RECORDS —
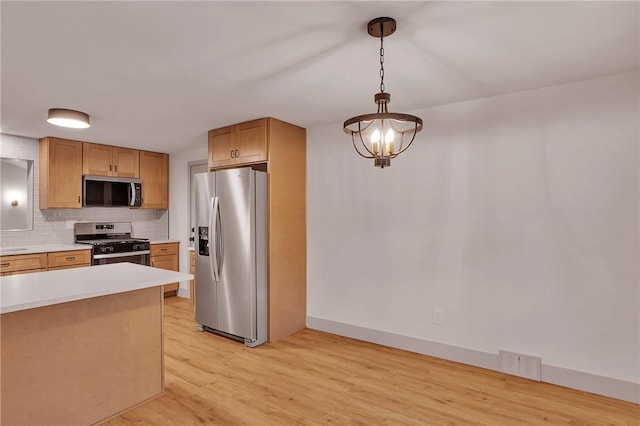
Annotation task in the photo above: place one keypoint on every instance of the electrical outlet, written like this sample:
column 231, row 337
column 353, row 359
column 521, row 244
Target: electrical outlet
column 438, row 317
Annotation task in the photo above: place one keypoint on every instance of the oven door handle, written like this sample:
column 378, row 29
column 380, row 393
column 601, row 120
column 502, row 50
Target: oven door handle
column 127, row 254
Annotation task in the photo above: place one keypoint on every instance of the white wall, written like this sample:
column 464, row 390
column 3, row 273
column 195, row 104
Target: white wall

WHAT TO PRODUCE — Task for the records above: copy every line in which the word "Annotation" occurs.

TASK SOLUTION —
Annotation task in the photo above: place one keypoint on every instance of the electrical outlet, written like this sample:
Annotation task in the photo above: place one keypoint on every instance of the oven door handle, written like this sample:
Annotation task in the photo above: place one keypoint on every instance of the white wall, written like this sample:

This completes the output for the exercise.